◆ **GIVEN INSTRUCTION**
Every line below is to be copied exactly, with the pictures left out.

▬▬▬

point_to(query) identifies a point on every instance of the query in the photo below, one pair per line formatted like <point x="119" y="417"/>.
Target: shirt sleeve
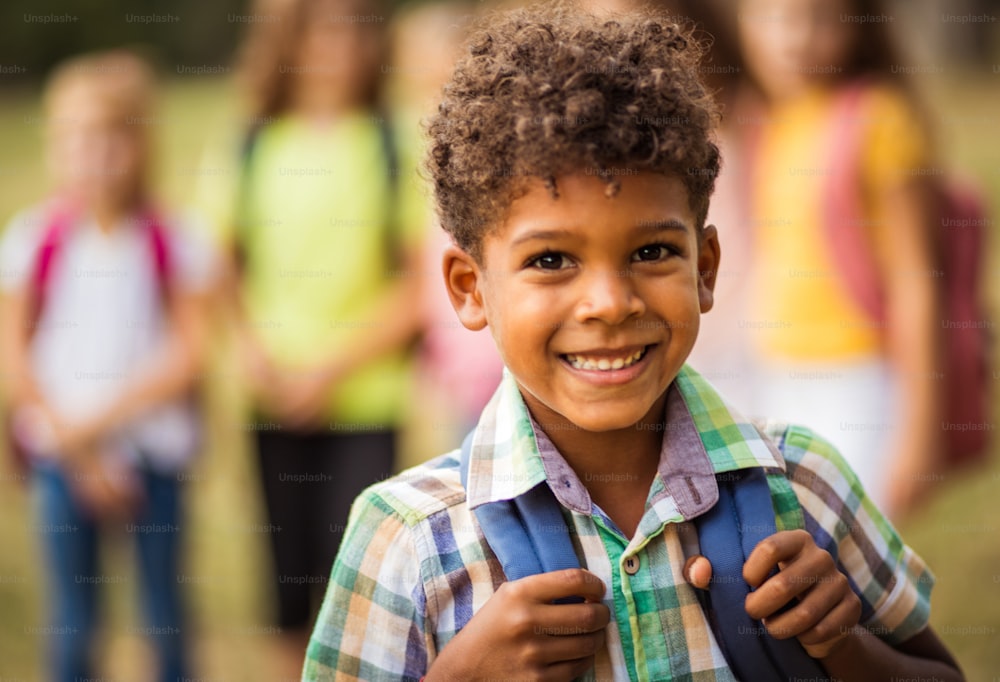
<point x="893" y="582"/>
<point x="370" y="626"/>
<point x="896" y="148"/>
<point x="18" y="247"/>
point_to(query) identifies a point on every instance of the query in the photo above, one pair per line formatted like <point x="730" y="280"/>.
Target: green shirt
<point x="320" y="222"/>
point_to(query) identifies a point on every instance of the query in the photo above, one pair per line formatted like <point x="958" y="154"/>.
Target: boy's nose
<point x="608" y="296"/>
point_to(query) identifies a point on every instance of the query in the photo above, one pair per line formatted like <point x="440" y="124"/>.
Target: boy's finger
<point x="838" y="624"/>
<point x="571" y="582"/>
<point x="814" y="606"/>
<point x="566" y="671"/>
<point x="698" y="572"/>
<point x="569" y="620"/>
<point x="771" y="551"/>
<point x="808" y="571"/>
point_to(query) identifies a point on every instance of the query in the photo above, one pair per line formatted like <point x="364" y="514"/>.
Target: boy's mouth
<point x="604" y="362"/>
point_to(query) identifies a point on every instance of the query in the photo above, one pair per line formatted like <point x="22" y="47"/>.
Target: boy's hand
<point x="825" y="609"/>
<point x="519" y="634"/>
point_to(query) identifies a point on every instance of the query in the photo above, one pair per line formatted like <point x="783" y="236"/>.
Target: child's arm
<point x="825" y="615"/>
<point x="519" y="634"/>
<point x="912" y="314"/>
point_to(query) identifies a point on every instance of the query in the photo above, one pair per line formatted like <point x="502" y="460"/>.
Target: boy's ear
<point x="708" y="266"/>
<point x="463" y="279"/>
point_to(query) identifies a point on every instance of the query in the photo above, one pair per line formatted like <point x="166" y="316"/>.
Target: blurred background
<point x="954" y="43"/>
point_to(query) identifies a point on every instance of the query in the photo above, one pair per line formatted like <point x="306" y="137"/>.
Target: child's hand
<point x="519" y="634"/>
<point x="107" y="489"/>
<point x="826" y="609"/>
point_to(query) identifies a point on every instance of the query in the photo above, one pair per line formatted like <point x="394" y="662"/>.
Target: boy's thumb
<point x="698" y="572"/>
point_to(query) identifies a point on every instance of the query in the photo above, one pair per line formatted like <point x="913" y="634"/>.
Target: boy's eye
<point x="550" y="261"/>
<point x="653" y="252"/>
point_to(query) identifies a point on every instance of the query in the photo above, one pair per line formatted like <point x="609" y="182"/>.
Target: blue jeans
<point x="70" y="542"/>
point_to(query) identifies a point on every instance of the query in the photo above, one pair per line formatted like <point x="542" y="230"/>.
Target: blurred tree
<point x="36" y="34"/>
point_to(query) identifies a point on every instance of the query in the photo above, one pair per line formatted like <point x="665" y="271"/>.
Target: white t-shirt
<point x="103" y="321"/>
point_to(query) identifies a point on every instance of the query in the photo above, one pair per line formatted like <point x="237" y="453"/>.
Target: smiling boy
<point x="573" y="163"/>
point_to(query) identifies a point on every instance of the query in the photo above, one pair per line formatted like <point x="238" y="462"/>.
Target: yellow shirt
<point x="802" y="309"/>
<point x="316" y="214"/>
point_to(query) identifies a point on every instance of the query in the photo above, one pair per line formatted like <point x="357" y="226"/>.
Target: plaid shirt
<point x="414" y="567"/>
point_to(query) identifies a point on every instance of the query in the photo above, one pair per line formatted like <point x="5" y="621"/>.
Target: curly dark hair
<point x="551" y="90"/>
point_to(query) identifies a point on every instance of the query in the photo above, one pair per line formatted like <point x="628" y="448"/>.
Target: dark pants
<point x="310" y="481"/>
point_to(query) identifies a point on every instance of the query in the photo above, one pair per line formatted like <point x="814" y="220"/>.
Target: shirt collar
<point x="702" y="437"/>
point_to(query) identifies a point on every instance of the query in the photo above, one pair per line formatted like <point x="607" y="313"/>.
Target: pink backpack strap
<point x="159" y="244"/>
<point x="844" y="223"/>
<point x="60" y="219"/>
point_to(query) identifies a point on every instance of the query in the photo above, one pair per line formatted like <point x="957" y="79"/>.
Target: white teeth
<point x="604" y="364"/>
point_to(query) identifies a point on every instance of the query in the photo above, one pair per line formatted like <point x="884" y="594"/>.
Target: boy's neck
<point x="617" y="467"/>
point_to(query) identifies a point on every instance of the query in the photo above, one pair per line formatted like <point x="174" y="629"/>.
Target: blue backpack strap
<point x="727" y="533"/>
<point x="528" y="534"/>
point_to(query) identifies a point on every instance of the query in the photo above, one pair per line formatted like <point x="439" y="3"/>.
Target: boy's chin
<point x="606" y="423"/>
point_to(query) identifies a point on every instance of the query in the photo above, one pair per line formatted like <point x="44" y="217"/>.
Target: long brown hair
<point x="273" y="41"/>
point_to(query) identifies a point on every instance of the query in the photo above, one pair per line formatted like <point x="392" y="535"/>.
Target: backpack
<point x="960" y="235"/>
<point x="44" y="261"/>
<point x="390" y="152"/>
<point x="528" y="535"/>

▬▬▬

◆ **COMPLETE ANSWER**
point_to(query) identifies a point on every instance of the query in the photo below, one pair per line formatted like <point x="119" y="417"/>.
Target: shirt sleeve
<point x="893" y="582"/>
<point x="370" y="626"/>
<point x="896" y="148"/>
<point x="18" y="247"/>
point_to(query) identifies a point on every instance of the query in the photo above, one pair per line formatted like <point x="730" y="280"/>.
Target: green shirt
<point x="320" y="222"/>
point_to(query) identifies a point on every instance of the query in the photo above, one pair per line formatted like <point x="958" y="154"/>.
Target: boy's nose
<point x="608" y="296"/>
point_to(query) identifies a point on every instance of the query in the photo above, one pair per line formatted like <point x="440" y="124"/>.
Target: boy's finger
<point x="838" y="624"/>
<point x="571" y="582"/>
<point x="814" y="606"/>
<point x="566" y="671"/>
<point x="698" y="572"/>
<point x="569" y="620"/>
<point x="771" y="551"/>
<point x="808" y="571"/>
point_to(query) identifies a point on every instance of the query in the photo above, one pair per line formatted like <point x="364" y="514"/>.
Target: boy's mouth
<point x="604" y="362"/>
point_to(query) identifies a point on every instance of the query in the photo above, one pair per line formatted like <point x="22" y="47"/>.
Target: boy's hand
<point x="825" y="609"/>
<point x="519" y="634"/>
point_to(query) identifies a point on every instance of the query in the photo above, one pair per line formatted like <point x="783" y="236"/>.
Target: child's arm
<point x="825" y="615"/>
<point x="519" y="634"/>
<point x="912" y="314"/>
point_to(query) identifies a point on every instance of the query in the photo above, one pair per line formatted like <point x="502" y="460"/>.
Target: boy's ear
<point x="708" y="266"/>
<point x="463" y="279"/>
point_to(query) identifies a point on every instance of the query in the photo above, one pair per line formatted like <point x="166" y="316"/>.
Target: blurred background
<point x="954" y="43"/>
point_to(query) identifies a point on every instance of the query in the photo above, one pair per line formatted like <point x="306" y="137"/>.
Target: child's hand
<point x="519" y="634"/>
<point x="107" y="489"/>
<point x="826" y="609"/>
point_to(query) identifies a point on every instance of the query in the photo above, one pair per line formatted like <point x="394" y="662"/>.
Target: boy's thumb
<point x="698" y="572"/>
point_to(query) identifies a point on every instance of the query in the photo above, one pair per line formatted like <point x="913" y="634"/>.
Target: boy's eye
<point x="550" y="261"/>
<point x="653" y="252"/>
point_to(query) identifies a point on every instance of the query in the photo above, one pair per line formatted like <point x="609" y="182"/>.
Target: blue jeans
<point x="70" y="542"/>
point_to(query) identifies a point on every instance of the query in the photo above, one pair per line formatted like <point x="542" y="230"/>.
Target: blurred tree
<point x="36" y="34"/>
point_to(query) identifies a point on every instance of the query in the photo above, one pair per line formatted like <point x="665" y="271"/>.
Target: white t-shirt
<point x="103" y="321"/>
point_to(query) identifies a point on every instance of the query in the photo above, one pair per line formatted like <point x="237" y="453"/>.
Target: smiling boy
<point x="573" y="163"/>
point_to(query) identifies a point on every instance of the query in the photo above, one pair per line formatted like <point x="238" y="462"/>.
Target: yellow shirt
<point x="802" y="309"/>
<point x="316" y="214"/>
point_to(query) identifies a point on every instance of the query in the photo above, one pair per line formatted like <point x="357" y="226"/>.
Target: plaid shirt
<point x="414" y="567"/>
point_to(query) identifies a point on every instance of the query in the photo above, one pair per line formatted like <point x="5" y="621"/>.
Target: curly dark hair
<point x="551" y="90"/>
point_to(query) identifies a point on every instance of the query in the photo above, one pair per line formatted like <point x="628" y="448"/>.
Target: dark pants
<point x="310" y="481"/>
point_to(query) identifies a point on every instance of the query in the photo above, one pair per line formatted like <point x="814" y="220"/>.
Target: shirt collar
<point x="702" y="437"/>
point_to(query) identifies a point on every instance of the query in the photo above, one pair per line formatted like <point x="607" y="313"/>.
Target: pink backpack strap
<point x="159" y="244"/>
<point x="844" y="223"/>
<point x="60" y="219"/>
point_to(query) identifies a point on every instance of the query in the photo above, one pair per line formatted like <point x="957" y="79"/>.
Target: white teeth
<point x="604" y="364"/>
point_to(query) identifies a point on every instance of the query in the photo above, one pair per line formatted like <point x="884" y="594"/>.
Target: boy's neck
<point x="617" y="467"/>
point_to(query) identifies a point on every instance of the query in the photo above, one pair per line formatted like <point x="174" y="629"/>.
Target: blue backpack strap
<point x="727" y="533"/>
<point x="528" y="534"/>
point_to(query) identifies a point on every instance of the query in the photo above, one pair per line formatted like <point x="439" y="3"/>.
Target: boy's chin
<point x="606" y="423"/>
point_to(query) identifies a point on every instance of the query in the photo above, one pair per line formatted like <point x="44" y="217"/>.
Target: long brown hair
<point x="273" y="41"/>
point_to(query) identifies a point on every instance of the query in the photo above, one pair per line formatted like <point x="392" y="535"/>.
Target: backpack
<point x="960" y="235"/>
<point x="44" y="261"/>
<point x="390" y="152"/>
<point x="528" y="535"/>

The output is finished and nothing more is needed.